• [Selected excerpt]:
Start of Block
Testing Strategy and Methodology

Testing Philosophy

This project follows a structured testing approach using Swift Testing framework to ensure comprehensive coverage and reliable validation of the OpenAI provider implementation.

Core Testing Principles

1. Incremental Implementation: Tests are implemented one at a time, with each test fully completed and validated before proceeding to the next.

2. Failure Analysis Protocol: When any test fails, follow this analysis procedure:

   • Step 1: Determine if the test itself is incorrect (test bug)
   • Step 2: Analyze if the implementation has a defect (implementation bug)
   • Step 3: Verify expected behavior against OpenAI API documentation
   • Step 4: Make targeted fixes based on root cause analysis

3. Structural Test Design: Tests are organized in a hierarchical structure using Swift Testing's @Suite for logical grouping and clear separation of concerns.
End of Block
• [Data supplied]:
Start of Block
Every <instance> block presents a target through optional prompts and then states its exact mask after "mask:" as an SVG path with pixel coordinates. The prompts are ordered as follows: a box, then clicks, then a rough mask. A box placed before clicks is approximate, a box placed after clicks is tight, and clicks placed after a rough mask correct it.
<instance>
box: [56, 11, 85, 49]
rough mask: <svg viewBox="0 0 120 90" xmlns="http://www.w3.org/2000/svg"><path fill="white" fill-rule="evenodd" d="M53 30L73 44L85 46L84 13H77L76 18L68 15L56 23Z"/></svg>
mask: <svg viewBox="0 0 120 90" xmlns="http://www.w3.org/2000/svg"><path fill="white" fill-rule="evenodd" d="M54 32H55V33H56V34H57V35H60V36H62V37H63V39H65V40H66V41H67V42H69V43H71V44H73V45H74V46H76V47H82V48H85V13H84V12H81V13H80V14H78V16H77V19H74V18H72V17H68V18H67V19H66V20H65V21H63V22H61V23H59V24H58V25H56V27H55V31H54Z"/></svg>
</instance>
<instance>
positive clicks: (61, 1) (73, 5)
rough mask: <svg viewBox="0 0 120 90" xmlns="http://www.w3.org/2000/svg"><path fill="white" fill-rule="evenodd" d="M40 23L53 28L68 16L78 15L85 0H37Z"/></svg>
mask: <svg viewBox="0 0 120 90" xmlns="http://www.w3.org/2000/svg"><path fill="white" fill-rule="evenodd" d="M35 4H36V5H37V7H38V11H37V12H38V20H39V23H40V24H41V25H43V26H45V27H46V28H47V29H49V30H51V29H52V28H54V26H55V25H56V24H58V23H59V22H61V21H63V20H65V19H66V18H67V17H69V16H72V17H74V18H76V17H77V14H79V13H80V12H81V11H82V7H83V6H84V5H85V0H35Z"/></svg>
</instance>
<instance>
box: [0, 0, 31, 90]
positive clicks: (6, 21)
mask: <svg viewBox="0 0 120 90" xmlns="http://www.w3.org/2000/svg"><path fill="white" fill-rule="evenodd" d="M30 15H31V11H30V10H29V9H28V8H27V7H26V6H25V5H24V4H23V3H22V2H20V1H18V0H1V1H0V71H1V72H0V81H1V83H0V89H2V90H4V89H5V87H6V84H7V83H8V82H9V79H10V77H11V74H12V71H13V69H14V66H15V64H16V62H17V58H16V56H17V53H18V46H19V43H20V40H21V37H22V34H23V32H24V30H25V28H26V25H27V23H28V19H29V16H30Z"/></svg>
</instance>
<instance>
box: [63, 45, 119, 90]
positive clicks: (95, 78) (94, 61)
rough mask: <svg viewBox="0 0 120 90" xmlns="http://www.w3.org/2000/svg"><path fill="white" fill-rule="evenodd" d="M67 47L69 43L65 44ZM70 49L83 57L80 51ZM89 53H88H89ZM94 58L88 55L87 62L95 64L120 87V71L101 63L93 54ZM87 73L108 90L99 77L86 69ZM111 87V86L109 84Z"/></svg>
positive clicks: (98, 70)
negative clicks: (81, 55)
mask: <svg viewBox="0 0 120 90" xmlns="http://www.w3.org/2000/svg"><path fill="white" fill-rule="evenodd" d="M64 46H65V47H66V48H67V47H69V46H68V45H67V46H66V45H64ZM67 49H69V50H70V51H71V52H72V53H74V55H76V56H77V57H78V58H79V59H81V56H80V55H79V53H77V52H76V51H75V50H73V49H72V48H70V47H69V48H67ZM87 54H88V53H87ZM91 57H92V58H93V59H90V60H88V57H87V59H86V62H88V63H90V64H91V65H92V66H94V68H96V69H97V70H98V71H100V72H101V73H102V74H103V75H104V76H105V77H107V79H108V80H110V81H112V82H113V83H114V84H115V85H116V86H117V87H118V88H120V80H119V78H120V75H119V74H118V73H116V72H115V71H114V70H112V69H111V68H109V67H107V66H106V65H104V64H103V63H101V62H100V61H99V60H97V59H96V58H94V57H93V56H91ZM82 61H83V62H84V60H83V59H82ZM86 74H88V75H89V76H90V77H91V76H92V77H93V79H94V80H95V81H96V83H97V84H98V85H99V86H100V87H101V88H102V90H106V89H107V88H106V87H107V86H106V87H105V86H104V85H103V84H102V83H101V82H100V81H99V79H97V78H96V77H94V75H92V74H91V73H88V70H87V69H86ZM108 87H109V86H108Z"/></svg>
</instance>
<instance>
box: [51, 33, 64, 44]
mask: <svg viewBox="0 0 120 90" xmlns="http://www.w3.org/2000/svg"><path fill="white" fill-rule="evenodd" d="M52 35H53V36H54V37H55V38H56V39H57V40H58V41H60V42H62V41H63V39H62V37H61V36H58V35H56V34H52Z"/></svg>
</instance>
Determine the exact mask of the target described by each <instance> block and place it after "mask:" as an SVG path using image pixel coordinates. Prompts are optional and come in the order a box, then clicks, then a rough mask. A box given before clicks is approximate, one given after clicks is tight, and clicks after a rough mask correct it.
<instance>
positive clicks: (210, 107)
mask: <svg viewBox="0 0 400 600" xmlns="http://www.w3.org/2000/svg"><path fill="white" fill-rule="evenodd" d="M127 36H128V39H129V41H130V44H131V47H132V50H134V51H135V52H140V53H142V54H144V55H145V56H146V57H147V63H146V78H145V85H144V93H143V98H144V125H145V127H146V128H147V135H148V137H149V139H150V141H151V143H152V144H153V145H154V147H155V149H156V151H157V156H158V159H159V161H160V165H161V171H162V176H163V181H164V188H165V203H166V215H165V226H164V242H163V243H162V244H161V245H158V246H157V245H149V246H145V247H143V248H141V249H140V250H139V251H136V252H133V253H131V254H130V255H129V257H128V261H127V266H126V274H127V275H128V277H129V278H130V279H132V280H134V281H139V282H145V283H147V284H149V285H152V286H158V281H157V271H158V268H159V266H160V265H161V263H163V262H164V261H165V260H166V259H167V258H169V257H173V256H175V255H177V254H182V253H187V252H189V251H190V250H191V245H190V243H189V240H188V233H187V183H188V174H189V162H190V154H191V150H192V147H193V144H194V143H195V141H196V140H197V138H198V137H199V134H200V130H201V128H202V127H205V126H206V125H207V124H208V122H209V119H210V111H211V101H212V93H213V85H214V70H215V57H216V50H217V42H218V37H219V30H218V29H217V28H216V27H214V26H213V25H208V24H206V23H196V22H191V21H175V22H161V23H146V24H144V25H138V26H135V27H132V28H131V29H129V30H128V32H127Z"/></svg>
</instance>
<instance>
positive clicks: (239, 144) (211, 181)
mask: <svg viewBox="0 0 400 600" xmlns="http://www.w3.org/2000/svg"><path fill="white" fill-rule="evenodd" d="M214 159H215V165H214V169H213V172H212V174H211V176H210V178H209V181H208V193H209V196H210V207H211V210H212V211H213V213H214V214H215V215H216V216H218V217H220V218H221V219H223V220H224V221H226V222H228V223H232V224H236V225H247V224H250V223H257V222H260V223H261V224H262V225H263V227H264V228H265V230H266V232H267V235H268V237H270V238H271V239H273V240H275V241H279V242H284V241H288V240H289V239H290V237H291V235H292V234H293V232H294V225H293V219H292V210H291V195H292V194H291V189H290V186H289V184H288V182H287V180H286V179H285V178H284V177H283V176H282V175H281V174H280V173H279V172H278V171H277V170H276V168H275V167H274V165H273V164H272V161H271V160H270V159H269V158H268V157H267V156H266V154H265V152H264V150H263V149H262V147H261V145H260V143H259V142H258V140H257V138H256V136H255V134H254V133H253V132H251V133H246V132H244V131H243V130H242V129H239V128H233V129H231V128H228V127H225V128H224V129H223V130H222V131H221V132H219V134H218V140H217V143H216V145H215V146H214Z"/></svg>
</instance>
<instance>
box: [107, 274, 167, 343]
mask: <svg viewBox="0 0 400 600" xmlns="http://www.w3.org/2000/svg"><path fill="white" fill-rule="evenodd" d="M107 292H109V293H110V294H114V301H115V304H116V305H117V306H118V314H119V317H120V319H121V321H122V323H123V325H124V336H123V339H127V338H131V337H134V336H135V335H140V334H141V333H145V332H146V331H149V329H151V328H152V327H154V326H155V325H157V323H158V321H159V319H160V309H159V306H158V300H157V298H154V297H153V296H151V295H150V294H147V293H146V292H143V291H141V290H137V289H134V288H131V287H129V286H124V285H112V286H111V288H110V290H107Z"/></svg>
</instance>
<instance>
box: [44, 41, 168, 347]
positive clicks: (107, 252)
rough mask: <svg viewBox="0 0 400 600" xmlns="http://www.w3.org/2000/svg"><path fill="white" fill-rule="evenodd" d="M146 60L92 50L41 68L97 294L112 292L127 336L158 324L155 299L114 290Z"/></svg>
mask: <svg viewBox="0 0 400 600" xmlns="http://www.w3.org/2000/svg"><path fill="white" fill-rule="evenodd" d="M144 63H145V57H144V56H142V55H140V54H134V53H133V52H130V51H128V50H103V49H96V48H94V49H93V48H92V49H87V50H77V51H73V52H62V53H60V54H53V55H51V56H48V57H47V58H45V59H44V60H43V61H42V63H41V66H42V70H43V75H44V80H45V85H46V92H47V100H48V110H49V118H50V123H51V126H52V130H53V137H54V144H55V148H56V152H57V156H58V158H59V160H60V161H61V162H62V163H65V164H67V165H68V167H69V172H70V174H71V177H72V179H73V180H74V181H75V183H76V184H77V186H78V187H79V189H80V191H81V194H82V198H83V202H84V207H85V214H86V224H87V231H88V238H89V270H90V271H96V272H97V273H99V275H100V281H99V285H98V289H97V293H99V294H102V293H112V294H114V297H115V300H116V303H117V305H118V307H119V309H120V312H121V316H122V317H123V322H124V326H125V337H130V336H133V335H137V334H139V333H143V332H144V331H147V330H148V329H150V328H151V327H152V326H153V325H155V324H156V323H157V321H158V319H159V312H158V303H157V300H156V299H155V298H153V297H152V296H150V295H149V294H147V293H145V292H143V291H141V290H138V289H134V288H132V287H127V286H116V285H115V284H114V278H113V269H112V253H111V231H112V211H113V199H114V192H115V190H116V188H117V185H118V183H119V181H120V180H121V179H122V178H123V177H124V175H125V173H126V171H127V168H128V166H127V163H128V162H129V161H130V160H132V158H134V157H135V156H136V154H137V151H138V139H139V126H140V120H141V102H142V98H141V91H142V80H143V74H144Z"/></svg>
End of Block
• [Exercise requirements]:
Reproduce the testing strategy text from "This project follows" up to and including "OpenAI provider implementation.".

• [Response box]:
This project follows a structured testing approach using Swift Testing framework to ensure comprehensive coverage and reliable validation of the OpenAI provider implementation.